Work to complete :: Whenever a line in the records below holds the string "prompts", copy it out.

[Stored data]
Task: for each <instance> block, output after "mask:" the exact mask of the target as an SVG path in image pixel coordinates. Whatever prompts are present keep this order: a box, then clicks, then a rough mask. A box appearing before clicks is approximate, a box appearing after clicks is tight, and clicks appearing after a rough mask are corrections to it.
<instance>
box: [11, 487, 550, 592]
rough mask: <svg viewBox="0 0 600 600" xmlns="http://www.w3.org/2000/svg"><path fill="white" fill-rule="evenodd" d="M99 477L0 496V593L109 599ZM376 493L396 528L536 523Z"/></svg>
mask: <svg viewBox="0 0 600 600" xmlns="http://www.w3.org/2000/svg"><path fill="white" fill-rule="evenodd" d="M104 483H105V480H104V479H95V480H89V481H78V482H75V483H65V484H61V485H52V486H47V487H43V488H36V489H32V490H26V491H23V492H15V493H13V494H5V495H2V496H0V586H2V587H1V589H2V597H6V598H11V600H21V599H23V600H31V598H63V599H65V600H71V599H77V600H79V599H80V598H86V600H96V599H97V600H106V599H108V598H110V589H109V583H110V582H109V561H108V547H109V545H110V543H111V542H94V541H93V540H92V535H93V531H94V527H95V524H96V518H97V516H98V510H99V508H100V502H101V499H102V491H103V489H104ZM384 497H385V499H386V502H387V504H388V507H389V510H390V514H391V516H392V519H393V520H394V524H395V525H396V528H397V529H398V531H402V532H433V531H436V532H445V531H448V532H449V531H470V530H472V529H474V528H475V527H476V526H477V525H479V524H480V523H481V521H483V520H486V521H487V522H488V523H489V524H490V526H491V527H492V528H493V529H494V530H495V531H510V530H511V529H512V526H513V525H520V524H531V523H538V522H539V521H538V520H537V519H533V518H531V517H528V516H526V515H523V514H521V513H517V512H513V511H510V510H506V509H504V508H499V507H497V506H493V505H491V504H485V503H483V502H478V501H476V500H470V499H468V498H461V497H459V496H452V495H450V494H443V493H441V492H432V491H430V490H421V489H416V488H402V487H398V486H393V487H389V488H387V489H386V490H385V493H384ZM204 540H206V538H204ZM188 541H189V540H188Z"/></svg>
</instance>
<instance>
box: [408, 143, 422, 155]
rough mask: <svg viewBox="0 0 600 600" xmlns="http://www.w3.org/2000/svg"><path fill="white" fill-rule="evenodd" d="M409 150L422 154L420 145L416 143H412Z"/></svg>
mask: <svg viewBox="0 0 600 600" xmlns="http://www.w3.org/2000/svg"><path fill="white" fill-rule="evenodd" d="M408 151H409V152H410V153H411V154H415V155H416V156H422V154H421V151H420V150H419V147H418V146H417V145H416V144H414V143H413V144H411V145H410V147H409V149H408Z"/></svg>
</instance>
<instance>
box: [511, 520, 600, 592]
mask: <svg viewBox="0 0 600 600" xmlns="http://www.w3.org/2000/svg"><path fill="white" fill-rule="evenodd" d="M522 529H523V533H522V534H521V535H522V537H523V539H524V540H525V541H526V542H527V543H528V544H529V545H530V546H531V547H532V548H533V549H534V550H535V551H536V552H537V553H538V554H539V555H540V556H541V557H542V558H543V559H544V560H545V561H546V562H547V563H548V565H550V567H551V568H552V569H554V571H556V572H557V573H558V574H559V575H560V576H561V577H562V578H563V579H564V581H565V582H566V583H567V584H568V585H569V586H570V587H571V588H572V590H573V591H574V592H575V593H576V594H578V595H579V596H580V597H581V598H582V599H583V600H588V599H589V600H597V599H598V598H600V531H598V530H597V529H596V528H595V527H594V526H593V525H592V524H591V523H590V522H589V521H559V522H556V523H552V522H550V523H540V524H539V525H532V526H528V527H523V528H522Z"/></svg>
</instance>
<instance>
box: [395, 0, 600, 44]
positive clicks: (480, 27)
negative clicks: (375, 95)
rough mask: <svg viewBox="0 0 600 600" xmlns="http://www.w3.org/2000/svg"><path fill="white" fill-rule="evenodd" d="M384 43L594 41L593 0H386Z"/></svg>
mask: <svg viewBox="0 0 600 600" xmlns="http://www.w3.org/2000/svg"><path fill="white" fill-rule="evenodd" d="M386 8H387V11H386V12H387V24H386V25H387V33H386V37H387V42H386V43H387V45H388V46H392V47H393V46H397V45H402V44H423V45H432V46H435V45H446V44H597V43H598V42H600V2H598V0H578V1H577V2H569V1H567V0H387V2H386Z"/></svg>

...

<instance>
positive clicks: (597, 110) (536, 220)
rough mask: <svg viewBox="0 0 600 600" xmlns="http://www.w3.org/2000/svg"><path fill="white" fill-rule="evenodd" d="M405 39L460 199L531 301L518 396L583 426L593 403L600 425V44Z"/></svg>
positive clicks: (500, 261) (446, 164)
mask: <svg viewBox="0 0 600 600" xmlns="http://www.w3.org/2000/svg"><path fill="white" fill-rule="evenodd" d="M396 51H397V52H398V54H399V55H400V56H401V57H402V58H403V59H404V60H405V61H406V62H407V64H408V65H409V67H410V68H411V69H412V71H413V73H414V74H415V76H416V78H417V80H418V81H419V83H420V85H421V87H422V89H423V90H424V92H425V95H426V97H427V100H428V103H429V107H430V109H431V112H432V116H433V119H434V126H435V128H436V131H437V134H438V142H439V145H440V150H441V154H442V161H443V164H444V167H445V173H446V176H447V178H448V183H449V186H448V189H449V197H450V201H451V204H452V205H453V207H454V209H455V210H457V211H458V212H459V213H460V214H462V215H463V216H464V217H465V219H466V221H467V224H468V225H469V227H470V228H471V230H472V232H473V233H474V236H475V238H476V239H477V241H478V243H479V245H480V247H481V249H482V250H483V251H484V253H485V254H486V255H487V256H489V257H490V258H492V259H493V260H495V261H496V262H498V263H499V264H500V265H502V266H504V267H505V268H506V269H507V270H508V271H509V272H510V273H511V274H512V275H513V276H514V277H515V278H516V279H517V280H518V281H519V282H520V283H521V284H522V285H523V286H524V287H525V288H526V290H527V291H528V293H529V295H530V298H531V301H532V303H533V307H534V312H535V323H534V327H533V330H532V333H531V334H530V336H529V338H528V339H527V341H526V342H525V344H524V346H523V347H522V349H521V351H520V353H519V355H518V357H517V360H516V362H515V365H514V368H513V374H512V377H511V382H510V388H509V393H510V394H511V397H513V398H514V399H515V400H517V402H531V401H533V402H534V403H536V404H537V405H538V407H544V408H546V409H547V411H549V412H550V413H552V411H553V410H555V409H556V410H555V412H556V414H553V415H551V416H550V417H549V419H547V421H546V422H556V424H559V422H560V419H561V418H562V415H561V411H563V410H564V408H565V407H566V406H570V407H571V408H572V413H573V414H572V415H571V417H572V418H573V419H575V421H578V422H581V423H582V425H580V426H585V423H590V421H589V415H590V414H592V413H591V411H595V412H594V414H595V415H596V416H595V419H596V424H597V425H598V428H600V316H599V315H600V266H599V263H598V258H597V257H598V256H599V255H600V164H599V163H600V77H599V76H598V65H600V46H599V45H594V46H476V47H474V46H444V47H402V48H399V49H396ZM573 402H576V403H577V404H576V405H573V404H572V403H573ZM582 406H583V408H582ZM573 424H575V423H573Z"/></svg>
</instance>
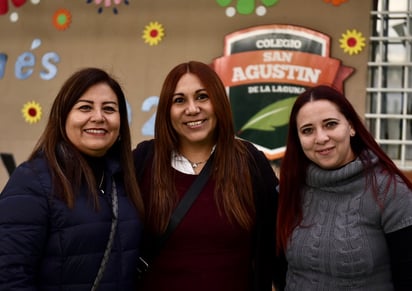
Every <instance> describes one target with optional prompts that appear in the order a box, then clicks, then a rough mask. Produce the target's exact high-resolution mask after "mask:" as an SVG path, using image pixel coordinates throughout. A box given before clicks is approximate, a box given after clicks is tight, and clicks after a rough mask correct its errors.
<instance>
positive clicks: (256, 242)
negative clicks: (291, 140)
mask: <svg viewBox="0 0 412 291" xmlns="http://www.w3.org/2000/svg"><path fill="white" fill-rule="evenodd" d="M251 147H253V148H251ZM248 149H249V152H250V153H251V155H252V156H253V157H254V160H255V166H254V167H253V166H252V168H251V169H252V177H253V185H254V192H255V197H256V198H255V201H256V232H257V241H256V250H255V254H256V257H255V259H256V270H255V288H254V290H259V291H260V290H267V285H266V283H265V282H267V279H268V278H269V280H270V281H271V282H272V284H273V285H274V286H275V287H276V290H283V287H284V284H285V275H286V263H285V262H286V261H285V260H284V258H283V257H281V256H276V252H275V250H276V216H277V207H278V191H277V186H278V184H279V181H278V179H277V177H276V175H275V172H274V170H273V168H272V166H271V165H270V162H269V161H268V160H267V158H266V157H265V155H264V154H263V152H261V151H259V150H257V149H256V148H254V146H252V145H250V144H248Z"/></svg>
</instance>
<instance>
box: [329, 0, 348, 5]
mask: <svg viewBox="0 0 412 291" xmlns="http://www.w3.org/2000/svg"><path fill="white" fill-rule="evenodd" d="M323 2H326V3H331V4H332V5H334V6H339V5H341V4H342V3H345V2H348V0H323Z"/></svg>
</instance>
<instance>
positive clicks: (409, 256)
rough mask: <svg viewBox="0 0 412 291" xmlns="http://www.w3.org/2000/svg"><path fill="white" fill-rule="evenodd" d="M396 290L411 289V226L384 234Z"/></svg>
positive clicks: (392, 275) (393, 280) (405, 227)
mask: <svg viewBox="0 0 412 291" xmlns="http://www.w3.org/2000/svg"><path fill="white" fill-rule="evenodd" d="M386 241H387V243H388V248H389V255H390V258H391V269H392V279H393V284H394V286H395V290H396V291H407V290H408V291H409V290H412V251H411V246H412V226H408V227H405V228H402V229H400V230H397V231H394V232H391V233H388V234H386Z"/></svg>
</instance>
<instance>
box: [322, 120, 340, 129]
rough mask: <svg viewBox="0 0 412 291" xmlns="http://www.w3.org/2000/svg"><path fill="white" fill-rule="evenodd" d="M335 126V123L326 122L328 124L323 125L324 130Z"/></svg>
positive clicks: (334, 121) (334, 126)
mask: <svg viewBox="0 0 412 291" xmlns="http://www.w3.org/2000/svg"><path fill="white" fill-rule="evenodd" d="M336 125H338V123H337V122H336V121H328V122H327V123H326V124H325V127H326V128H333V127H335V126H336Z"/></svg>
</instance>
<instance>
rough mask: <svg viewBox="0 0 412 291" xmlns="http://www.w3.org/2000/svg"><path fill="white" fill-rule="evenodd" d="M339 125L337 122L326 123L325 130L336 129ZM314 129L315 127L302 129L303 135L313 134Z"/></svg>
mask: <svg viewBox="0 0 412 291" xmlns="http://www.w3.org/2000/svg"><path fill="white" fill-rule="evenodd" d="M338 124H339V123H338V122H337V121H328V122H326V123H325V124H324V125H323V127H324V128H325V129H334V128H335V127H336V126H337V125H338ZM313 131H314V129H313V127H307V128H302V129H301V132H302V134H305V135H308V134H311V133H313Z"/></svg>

Result for this exercise ::
Task: for each <instance> block, output after "mask:" the exact mask of the target as an SVG path in image pixel coordinates. Whatever prompts are present keep this order: a box, then clicks, then a rough mask. A box appearing before clicks is approximate, a box appearing after clicks is tight, and clicks appearing after a rough mask are corrections to it.
Every <instance> describes one target with optional prompts that appear in the order a box, then clicks, then a rough mask. Produce the target's exact high-resolution mask after "mask:" as an SVG path, using image pixel coordinates throughout. A box given before clicks is approximate, a box given after clicks is tight, and clicks after a rough mask correct its errors.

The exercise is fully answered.